(Beginning of AVAILABLE RECORDS)
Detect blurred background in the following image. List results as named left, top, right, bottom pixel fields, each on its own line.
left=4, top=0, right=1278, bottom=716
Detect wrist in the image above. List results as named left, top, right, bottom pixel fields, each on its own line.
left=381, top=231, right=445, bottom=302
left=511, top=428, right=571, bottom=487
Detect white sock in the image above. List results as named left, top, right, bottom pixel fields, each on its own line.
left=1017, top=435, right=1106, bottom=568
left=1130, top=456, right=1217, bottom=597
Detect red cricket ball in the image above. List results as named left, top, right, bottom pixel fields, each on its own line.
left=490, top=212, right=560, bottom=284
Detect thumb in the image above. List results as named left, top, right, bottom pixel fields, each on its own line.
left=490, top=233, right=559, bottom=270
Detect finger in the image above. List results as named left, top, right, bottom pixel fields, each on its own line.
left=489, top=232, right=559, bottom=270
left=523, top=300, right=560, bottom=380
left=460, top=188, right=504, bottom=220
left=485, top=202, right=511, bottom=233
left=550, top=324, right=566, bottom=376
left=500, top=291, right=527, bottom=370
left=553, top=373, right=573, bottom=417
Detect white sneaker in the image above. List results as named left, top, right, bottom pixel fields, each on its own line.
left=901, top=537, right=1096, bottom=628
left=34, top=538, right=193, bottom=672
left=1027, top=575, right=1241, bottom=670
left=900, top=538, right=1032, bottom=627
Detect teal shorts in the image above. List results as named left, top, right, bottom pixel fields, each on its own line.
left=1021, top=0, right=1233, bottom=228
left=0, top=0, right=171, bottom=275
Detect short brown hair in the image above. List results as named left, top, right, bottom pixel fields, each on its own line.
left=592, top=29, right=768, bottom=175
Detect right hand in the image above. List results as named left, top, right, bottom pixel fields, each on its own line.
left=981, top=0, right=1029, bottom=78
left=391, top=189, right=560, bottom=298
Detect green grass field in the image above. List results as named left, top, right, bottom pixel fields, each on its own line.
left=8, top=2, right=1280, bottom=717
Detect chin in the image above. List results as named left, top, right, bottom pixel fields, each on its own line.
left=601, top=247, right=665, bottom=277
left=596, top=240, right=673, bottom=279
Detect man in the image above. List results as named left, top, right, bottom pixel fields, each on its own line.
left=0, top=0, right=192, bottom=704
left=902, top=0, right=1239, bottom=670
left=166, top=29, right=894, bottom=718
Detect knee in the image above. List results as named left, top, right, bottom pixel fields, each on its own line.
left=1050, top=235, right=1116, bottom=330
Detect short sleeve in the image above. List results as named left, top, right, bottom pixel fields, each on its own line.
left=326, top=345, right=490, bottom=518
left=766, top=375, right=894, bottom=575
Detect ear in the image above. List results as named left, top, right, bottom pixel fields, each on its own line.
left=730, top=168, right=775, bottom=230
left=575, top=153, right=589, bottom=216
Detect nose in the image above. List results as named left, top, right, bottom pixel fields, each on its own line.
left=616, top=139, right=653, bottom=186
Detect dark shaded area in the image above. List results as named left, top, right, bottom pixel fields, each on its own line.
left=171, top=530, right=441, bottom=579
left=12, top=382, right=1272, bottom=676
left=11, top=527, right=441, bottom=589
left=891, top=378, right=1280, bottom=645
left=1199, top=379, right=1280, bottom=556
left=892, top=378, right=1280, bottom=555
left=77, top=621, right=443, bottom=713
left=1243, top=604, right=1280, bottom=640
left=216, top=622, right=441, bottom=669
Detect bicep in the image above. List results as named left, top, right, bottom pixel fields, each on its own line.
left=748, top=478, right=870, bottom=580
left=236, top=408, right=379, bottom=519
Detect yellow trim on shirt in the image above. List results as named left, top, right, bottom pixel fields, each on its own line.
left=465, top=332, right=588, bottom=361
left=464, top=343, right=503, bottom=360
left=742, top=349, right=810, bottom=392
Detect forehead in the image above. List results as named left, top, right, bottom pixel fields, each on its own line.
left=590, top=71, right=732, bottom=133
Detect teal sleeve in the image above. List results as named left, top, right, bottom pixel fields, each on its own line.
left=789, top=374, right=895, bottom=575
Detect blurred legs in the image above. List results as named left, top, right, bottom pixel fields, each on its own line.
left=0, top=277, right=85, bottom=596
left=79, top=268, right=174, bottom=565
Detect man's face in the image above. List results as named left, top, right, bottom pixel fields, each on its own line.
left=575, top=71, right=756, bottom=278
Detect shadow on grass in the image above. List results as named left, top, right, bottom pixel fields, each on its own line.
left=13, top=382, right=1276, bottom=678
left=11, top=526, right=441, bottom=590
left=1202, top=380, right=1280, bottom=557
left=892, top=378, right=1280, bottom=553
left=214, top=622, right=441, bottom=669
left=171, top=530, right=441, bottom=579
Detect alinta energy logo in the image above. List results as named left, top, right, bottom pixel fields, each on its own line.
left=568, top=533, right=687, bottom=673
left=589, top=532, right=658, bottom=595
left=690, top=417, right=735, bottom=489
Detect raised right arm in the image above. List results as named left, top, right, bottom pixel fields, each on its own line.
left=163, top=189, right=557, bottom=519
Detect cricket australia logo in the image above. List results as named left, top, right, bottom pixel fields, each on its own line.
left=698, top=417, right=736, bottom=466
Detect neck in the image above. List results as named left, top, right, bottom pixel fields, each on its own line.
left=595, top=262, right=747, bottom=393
(End of AVAILABLE RECORDS)
ASSIGNMENT:
Precisely reproduce all the entries shown above.

TASK ANSWER:
Detect blurred background in the following image. List results as named left, top, right, bottom pixel fields, each on its own line.
left=4, top=0, right=1278, bottom=716
Detect wrist in the image above. List results as named left, top, right, bottom pixel fields, each on its own line.
left=381, top=231, right=445, bottom=302
left=511, top=428, right=571, bottom=487
Detect white sock in the image above. List results as named left, top, right, bottom pixel fields, each on its own line.
left=1017, top=435, right=1106, bottom=568
left=1130, top=456, right=1217, bottom=597
Detect red cricket ball in the image above. List results as named left, top, right, bottom pixel fields, each on its own line.
left=490, top=212, right=560, bottom=284
Detect thumb in the image above. List results as named left, top, right, bottom pixel fields, each on its own line.
left=490, top=233, right=559, bottom=270
Detect finger in the image above. List results as named left, top, right, bottom pixel fields, each on its own line.
left=489, top=232, right=559, bottom=270
left=523, top=300, right=560, bottom=380
left=460, top=188, right=504, bottom=220
left=485, top=202, right=511, bottom=233
left=550, top=324, right=566, bottom=376
left=500, top=291, right=527, bottom=370
left=553, top=373, right=573, bottom=417
Detect white sneaker in the image above. List results as named left, top, right, bottom pixel fields, each on its own line.
left=901, top=537, right=1096, bottom=628
left=34, top=538, right=193, bottom=672
left=1027, top=575, right=1241, bottom=670
left=900, top=538, right=1032, bottom=627
Detect teal shorts in the image above. List results as named left, top, right, bottom pixel fields, each on its own line.
left=1021, top=0, right=1233, bottom=228
left=0, top=0, right=171, bottom=275
Detect short brown hair in the image above. List results as named left, top, right, bottom pixel fields, each on its own line.
left=592, top=29, right=768, bottom=175
Detect right hand in the image above. List results as named left, top, right, bottom pixel fields, each on its own line.
left=981, top=0, right=1029, bottom=78
left=391, top=189, right=560, bottom=298
Detect green grass field in the image above. List results as named left, top, right, bottom pixel fields, each on its own line.
left=8, top=2, right=1280, bottom=717
Detect chin in the image above. List results as named left, top, right, bottom pixel fields, each on its own line.
left=601, top=247, right=665, bottom=277
left=596, top=240, right=673, bottom=279
Detect man in the image above. List results as named left, top, right, bottom pixel fields, each on its own line.
left=0, top=0, right=192, bottom=704
left=902, top=0, right=1239, bottom=670
left=166, top=29, right=894, bottom=718
Detect knee in the image above. List results as named left, top, right, bottom pixel fields, each on its own line.
left=1050, top=235, right=1116, bottom=330
Detect short sleeve in the image above. List results as named left, top, right, bottom pixel fields, each on its own line.
left=326, top=345, right=490, bottom=518
left=766, top=375, right=894, bottom=575
Detect ear in the image above. List results as named left, top, right, bottom pixel fields, each on its own line.
left=730, top=168, right=775, bottom=230
left=575, top=153, right=589, bottom=216
Detect nose in the image above. List results as named left, top, right, bottom pixel fields, each on its own line.
left=616, top=139, right=653, bottom=186
Detect dark shaded area in the image above. List results as named left, top, right, bottom pixel fields, each on its own line.
left=171, top=530, right=441, bottom=579
left=12, top=382, right=1272, bottom=676
left=11, top=527, right=441, bottom=589
left=891, top=378, right=1280, bottom=645
left=1199, top=379, right=1280, bottom=556
left=892, top=378, right=1280, bottom=555
left=77, top=621, right=443, bottom=713
left=1243, top=604, right=1280, bottom=640
left=216, top=622, right=441, bottom=669
Detect bicep in the image above. List results as named left, top, right, bottom pixel fields, each on its own line.
left=748, top=478, right=870, bottom=580
left=236, top=408, right=379, bottom=519
Detect yellow trim on shirt in the image above. List results as named left, top, right, bottom pixel fields, each on its own line.
left=465, top=332, right=588, bottom=361
left=464, top=343, right=503, bottom=360
left=742, top=349, right=810, bottom=392
Detect forehead in the image above. List results as named left, top, right, bottom pixel fields, each on its own line.
left=590, top=71, right=732, bottom=133
Detect teal sleeve in the image above. List results as named left, top, right, bottom pixel fields, each on its own line.
left=789, top=374, right=895, bottom=575
Detect blurred legs in the image above. List results as named left, top, right, bottom pixel fields, each on its own line.
left=0, top=277, right=85, bottom=596
left=79, top=268, right=174, bottom=565
Detect man's face in the image above. List results as named left, top, right, bottom pixel fields, each on its own line.
left=575, top=71, right=756, bottom=278
Detect shadow on grass in the image above. List results as named left, top, right, bottom pixel fields, each on its own line.
left=13, top=382, right=1276, bottom=678
left=11, top=526, right=441, bottom=590
left=1202, top=380, right=1280, bottom=557
left=892, top=378, right=1280, bottom=553
left=214, top=622, right=441, bottom=669
left=171, top=530, right=441, bottom=579
Detect alinta energy logo in the image above. List results as named left, top, right, bottom pixel fields, each on its own line.
left=568, top=533, right=687, bottom=673
left=589, top=532, right=658, bottom=595
left=690, top=417, right=735, bottom=489
Detect raised right arm in the image above. List results as named left, top, right, bottom pixel fields, each on its own line.
left=163, top=189, right=557, bottom=519
Detect cricket australia logo in the image above. List results as named left, top, right, bottom pixel fields, each on its own line.
left=698, top=417, right=736, bottom=466
Detect neck in the image above. List results as named left, top, right, bottom pixel fields, each on its own line.
left=595, top=262, right=747, bottom=393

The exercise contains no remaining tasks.